Exercise prompt
Put every line of the records below into a Markdown table with two columns, Row and Line. Number the rows in order and leave out blank lines.

--- start Data entries ---

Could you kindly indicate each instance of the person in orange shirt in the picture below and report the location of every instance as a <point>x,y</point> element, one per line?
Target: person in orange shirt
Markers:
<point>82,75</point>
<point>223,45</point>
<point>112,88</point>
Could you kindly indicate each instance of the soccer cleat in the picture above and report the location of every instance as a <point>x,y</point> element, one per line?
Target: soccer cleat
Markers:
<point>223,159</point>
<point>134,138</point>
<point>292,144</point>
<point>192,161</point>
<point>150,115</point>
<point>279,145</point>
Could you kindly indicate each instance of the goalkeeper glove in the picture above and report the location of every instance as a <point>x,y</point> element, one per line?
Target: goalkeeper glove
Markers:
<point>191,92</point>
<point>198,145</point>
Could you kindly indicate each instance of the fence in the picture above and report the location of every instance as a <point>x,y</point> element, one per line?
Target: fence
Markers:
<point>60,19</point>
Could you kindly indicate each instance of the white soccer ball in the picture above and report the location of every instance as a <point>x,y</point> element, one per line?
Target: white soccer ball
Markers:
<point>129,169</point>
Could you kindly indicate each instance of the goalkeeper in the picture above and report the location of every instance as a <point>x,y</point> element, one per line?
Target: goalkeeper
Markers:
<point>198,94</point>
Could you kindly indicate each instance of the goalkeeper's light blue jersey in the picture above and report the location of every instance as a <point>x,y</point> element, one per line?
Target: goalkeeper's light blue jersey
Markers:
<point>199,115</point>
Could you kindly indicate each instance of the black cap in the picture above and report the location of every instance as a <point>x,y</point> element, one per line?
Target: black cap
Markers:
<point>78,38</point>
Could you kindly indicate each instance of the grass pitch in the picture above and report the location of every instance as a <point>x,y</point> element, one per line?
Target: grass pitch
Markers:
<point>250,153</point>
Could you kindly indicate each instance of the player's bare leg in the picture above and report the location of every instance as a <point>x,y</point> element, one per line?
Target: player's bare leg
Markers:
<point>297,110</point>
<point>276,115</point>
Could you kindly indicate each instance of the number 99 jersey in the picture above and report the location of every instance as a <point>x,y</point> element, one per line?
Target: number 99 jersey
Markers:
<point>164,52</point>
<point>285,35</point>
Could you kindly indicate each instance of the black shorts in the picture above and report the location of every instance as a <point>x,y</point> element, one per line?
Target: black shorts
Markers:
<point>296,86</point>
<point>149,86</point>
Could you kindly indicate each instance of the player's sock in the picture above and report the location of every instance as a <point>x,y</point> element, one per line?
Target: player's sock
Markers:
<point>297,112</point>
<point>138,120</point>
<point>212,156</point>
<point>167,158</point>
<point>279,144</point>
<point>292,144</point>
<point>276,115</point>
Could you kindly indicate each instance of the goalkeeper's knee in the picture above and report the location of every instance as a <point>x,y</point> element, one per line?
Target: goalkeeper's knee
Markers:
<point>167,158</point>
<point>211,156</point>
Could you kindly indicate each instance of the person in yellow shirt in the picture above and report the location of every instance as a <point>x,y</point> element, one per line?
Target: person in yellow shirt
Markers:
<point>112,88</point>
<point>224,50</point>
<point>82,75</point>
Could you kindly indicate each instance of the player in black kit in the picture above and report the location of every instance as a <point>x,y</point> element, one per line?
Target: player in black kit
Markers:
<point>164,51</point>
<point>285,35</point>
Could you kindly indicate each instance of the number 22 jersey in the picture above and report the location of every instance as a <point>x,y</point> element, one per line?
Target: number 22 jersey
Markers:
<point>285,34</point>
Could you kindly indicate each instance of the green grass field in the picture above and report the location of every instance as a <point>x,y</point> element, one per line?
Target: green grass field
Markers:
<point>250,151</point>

--- end Data entries ---

Task answer
| Row | Line |
|---|---|
| 1 | Could you kindly indicate each instance of the person in orange shirt in the picture below and report the location of every instance as a <point>x,y</point> element, one per line? |
| 2 | Target: person in orange shirt |
| 3 | Markers: |
| 4 | <point>82,75</point> |
| 5 | <point>223,45</point> |
| 6 | <point>112,88</point> |
| 7 | Could you kindly indicate each instance of the soccer cleat in the picture above and report the location of every instance as a <point>x,y</point> element, one per line? |
| 8 | Target: soccer cleat |
| 9 | Markers: |
| 10 | <point>223,159</point> |
| 11 | <point>134,138</point> |
| 12 | <point>292,144</point> |
| 13 | <point>192,161</point> |
| 14 | <point>150,115</point> |
| 15 | <point>279,145</point> |
| 16 | Could you kindly indicate each instance of the goalkeeper glove in the picture above and report the location of every instance as a <point>x,y</point> element, one per line? |
| 17 | Target: goalkeeper glove |
| 18 | Markers: |
| 19 | <point>191,92</point> |
| 20 | <point>198,145</point> |
| 21 | Could you kindly indicate each instance of the fence in the picture above and report the location of every instance as a <point>x,y</point> element, one per line? |
| 22 | Target: fence |
| 23 | Markers: |
| 24 | <point>60,19</point> |
| 25 | Could you kindly indicate each instance of the white soccer ball in the picture above and report the location of every instance as a <point>x,y</point> element, one per line? |
| 26 | Target: white soccer ball |
| 27 | Markers: |
| 28 | <point>129,169</point> |
| 29 | Could you kindly indicate each instance of the goalkeeper in the picture above and report the location of every instance as a <point>x,y</point> element, one per line? |
| 30 | Target: goalkeeper |
| 31 | Markers: |
| 32 | <point>198,94</point> |
| 33 | Could you kindly indicate each instance of the goalkeeper's light blue jersey in the picture above and report the location of every instance as a <point>x,y</point> element, one per line? |
| 34 | Target: goalkeeper's light blue jersey |
| 35 | Markers: |
| 36 | <point>199,115</point> |
| 37 | Could you kindly indicate each instance of the black cap in the picture above and report the location of every instance as a <point>x,y</point> element, one per line? |
| 38 | Target: black cap |
| 39 | Markers: |
| 40 | <point>78,38</point> |
| 41 | Could you kindly indicate each instance of the grass pitch in the picture above and report the location of every instance as a <point>x,y</point> element, one per line? |
| 42 | Target: grass pitch |
| 43 | Markers: |
| 44 | <point>250,153</point> |
| 45 | Could you kindly indicate each instance of the player's bare leg in the picture above and report the location of every instance as a <point>x,y</point> element, one per line? |
| 46 | Target: player's bare leg |
| 47 | Markers: |
| 48 | <point>297,110</point> |
| 49 | <point>276,115</point> |
| 50 | Could you kindly indicate each instance of the number 99 jersey in the picture above and report the location of every instance as a <point>x,y</point> element, one per line? |
| 51 | Target: number 99 jersey |
| 52 | Markers: |
| 53 | <point>164,52</point> |
| 54 | <point>285,35</point> |
| 55 | Could you kindly indicate each instance of the black shorts in the picture above and report the location of every instance as a <point>x,y</point> element, one per line? |
| 56 | Target: black shorts |
| 57 | Markers: |
| 58 | <point>296,86</point> |
| 59 | <point>149,86</point> |
| 60 | Could you kindly indicate each instance of the player's sock in the picture above and report the location of every instance as a <point>x,y</point> element, one per line? |
| 61 | Target: player's sock |
| 62 | Markers: |
| 63 | <point>297,112</point> |
| 64 | <point>138,120</point> |
| 65 | <point>212,156</point> |
| 66 | <point>167,158</point> |
| 67 | <point>279,144</point> |
| 68 | <point>292,144</point> |
| 69 | <point>276,115</point> |
| 70 | Could you kindly indicate each instance of the goalkeeper's knee in the picture above and report the location of every instance as a <point>x,y</point> element, one per line? |
| 71 | Target: goalkeeper's knee |
| 72 | Markers: |
| 73 | <point>167,158</point> |
| 74 | <point>211,156</point> |
| 75 | Could you kindly indicate each instance of the person in yellow shirt in the picture above and report the location of every instance as a <point>x,y</point> element, one per line? |
| 76 | Target: person in yellow shirt |
| 77 | Markers: |
| 78 | <point>112,88</point> |
| 79 | <point>224,50</point> |
| 80 | <point>82,75</point> |
| 81 | Could you kindly indicate each instance of the player in black kit in the picture above and report the location of every instance as a <point>x,y</point> element, one per line? |
| 82 | Target: player in black kit |
| 83 | Markers: |
| 84 | <point>164,51</point> |
| 85 | <point>285,35</point> |
| 86 | Could you kindly indicate each instance of the number 22 jersey in the picture above and report the location of every instance as a <point>x,y</point> element, one per line? |
| 87 | Target: number 22 jersey |
| 88 | Markers: |
| 89 | <point>285,34</point> |
| 90 | Could you kindly indicate each instance of the green grass field in the picture above and report the location of every instance as a <point>x,y</point> element, one per line? |
| 91 | Target: green grass field |
| 92 | Markers: |
| 93 | <point>250,151</point> |